__Objectif__.
Listez, s'il vous plaît, chaque ligne du matériel ci-dessous qui contient le mot « wooden », en respectant la casse.

━━ Données listées ━━

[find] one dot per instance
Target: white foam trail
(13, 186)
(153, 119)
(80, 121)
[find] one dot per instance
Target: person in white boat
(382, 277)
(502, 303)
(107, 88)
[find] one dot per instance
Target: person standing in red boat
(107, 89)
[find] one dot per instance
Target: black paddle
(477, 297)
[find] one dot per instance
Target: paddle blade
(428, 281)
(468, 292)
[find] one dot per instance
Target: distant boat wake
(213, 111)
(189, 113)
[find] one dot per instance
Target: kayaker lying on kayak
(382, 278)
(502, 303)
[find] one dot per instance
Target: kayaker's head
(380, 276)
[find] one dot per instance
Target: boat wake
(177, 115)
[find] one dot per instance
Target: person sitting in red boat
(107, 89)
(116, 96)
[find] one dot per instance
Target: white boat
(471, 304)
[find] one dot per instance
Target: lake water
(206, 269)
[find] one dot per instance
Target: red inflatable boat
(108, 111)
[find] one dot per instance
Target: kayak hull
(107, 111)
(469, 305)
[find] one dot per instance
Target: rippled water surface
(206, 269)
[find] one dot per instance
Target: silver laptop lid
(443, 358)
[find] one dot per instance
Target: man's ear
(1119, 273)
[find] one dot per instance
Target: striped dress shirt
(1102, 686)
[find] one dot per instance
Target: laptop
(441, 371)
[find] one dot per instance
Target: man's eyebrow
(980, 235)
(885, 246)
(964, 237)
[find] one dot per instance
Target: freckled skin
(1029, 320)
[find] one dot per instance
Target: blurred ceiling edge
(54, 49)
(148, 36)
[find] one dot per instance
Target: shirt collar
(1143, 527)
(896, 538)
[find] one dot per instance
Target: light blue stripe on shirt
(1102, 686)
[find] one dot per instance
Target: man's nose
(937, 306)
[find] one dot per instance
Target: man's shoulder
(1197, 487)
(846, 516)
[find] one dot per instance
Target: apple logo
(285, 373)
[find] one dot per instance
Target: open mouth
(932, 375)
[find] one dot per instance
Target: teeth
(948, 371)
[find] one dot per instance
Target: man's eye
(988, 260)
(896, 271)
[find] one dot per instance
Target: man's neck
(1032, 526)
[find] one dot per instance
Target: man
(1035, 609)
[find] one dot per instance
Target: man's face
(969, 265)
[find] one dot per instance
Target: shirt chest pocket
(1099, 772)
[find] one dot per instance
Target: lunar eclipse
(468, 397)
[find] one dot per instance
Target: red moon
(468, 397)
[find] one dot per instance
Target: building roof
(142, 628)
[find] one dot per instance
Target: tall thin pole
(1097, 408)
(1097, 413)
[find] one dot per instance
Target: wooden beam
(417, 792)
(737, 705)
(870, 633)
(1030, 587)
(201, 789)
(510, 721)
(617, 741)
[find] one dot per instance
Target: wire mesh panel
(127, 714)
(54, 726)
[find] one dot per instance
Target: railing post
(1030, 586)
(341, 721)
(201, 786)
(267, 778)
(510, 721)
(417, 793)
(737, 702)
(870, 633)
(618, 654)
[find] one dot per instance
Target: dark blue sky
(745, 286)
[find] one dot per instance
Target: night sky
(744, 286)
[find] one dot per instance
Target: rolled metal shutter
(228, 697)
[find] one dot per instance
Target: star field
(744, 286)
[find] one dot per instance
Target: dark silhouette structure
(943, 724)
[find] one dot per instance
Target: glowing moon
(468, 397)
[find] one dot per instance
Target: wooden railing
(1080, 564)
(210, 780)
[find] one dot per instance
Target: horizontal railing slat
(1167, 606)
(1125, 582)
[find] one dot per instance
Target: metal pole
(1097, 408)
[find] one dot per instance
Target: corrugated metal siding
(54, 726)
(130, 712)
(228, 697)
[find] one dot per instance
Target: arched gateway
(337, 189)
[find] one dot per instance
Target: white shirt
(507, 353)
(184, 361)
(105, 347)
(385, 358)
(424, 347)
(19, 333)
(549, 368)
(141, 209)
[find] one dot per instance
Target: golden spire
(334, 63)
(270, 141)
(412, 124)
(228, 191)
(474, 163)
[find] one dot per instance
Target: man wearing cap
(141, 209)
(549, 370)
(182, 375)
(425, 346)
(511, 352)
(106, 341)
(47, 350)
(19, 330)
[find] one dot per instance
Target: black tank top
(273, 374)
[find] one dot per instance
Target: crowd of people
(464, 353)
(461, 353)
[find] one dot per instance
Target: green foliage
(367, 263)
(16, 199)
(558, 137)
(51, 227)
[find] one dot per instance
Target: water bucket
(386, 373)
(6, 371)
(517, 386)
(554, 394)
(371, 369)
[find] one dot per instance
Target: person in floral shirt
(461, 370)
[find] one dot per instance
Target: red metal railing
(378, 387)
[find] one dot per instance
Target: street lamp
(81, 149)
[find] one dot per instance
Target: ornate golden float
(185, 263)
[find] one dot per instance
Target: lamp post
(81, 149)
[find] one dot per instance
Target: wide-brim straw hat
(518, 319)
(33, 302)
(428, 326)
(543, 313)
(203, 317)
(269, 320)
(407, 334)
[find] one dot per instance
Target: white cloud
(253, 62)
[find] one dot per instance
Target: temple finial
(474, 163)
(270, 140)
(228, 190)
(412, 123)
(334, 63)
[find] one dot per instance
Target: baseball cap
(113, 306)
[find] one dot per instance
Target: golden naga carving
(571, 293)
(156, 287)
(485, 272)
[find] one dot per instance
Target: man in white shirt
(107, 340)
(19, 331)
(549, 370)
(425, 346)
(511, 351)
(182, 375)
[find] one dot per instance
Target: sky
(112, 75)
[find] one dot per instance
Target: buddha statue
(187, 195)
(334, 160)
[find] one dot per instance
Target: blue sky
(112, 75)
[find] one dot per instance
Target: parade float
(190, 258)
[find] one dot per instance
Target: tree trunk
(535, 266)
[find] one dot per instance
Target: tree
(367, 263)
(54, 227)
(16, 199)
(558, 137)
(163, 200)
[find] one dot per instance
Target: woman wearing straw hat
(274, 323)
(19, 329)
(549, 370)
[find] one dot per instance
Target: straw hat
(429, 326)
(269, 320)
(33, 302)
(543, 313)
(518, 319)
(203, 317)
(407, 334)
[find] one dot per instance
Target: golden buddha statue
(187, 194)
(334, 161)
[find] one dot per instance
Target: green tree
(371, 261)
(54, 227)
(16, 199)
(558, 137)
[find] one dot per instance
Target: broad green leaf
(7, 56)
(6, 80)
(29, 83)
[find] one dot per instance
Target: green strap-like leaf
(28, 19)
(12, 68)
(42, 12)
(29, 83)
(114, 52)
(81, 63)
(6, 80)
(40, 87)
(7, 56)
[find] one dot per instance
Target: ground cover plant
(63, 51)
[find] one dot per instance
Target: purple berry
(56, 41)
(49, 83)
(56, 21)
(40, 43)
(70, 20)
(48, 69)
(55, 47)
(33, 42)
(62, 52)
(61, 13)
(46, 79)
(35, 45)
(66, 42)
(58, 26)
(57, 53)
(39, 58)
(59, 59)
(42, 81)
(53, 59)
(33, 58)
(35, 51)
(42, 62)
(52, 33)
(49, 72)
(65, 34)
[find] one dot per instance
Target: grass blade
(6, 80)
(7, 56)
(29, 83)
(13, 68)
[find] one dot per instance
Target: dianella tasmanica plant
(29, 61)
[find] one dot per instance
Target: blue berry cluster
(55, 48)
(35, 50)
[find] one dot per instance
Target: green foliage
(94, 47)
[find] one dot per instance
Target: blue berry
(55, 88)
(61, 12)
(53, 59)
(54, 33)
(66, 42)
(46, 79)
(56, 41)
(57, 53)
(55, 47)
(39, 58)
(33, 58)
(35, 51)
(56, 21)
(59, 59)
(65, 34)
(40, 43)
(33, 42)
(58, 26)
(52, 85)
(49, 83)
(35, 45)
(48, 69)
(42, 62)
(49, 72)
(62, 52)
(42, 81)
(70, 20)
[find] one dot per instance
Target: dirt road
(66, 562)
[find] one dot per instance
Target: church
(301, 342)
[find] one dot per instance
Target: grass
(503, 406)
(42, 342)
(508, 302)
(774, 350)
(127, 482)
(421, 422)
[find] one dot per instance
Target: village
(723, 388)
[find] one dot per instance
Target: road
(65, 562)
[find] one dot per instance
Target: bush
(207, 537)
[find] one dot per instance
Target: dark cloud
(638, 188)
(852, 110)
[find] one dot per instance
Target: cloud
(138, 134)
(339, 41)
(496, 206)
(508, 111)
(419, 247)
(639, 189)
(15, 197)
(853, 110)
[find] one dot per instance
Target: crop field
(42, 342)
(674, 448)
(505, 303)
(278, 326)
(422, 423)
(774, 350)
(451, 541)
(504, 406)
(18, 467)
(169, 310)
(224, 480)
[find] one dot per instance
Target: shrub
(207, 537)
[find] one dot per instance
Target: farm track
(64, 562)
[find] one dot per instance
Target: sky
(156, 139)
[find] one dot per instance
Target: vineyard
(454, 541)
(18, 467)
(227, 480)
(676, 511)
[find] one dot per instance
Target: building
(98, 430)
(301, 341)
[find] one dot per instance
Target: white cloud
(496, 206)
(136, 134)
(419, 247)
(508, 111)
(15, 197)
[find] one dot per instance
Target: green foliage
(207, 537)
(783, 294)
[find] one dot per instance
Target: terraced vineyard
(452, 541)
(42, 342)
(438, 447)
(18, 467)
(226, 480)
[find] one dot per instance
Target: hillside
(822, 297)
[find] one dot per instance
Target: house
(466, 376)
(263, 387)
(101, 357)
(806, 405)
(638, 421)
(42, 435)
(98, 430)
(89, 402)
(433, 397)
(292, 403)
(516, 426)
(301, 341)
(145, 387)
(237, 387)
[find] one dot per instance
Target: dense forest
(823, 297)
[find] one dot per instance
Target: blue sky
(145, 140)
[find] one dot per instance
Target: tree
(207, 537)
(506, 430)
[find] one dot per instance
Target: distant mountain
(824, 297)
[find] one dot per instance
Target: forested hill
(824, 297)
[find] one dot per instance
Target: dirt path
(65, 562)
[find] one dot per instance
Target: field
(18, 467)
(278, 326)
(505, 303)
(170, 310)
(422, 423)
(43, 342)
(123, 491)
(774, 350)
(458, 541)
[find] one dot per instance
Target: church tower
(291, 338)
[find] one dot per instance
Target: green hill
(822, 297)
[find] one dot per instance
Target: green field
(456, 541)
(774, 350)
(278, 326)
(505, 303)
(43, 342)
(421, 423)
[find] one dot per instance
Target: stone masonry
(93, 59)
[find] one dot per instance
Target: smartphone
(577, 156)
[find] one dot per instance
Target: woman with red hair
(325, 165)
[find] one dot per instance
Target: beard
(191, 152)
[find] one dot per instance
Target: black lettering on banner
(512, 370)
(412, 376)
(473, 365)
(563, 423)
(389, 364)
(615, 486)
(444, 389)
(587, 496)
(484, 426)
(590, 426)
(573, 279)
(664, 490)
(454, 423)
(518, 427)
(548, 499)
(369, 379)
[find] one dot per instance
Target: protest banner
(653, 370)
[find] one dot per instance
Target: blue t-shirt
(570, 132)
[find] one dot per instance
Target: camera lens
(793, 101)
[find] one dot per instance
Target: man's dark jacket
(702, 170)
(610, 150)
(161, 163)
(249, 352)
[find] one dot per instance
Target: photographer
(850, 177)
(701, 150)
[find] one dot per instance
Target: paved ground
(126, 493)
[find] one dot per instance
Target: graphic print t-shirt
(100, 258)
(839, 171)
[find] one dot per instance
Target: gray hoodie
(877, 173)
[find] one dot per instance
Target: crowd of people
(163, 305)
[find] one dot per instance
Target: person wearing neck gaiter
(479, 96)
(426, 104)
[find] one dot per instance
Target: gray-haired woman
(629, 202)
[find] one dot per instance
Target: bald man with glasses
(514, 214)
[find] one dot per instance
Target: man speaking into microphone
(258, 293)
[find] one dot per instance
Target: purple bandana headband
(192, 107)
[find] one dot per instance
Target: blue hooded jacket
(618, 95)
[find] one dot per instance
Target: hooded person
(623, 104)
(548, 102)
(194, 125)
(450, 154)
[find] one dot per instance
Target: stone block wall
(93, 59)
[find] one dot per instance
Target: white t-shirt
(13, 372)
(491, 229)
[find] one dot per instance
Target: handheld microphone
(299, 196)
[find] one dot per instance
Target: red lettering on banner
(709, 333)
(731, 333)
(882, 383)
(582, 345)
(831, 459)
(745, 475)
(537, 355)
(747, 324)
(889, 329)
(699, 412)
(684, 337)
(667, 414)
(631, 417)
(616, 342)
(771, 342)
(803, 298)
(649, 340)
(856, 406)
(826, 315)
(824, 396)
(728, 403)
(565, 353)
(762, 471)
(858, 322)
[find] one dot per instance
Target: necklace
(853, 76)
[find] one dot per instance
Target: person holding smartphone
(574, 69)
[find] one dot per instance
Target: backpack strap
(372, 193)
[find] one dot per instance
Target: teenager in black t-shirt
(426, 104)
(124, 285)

━━━

__Solution__.
Target: wooden beam
Target: wooden railing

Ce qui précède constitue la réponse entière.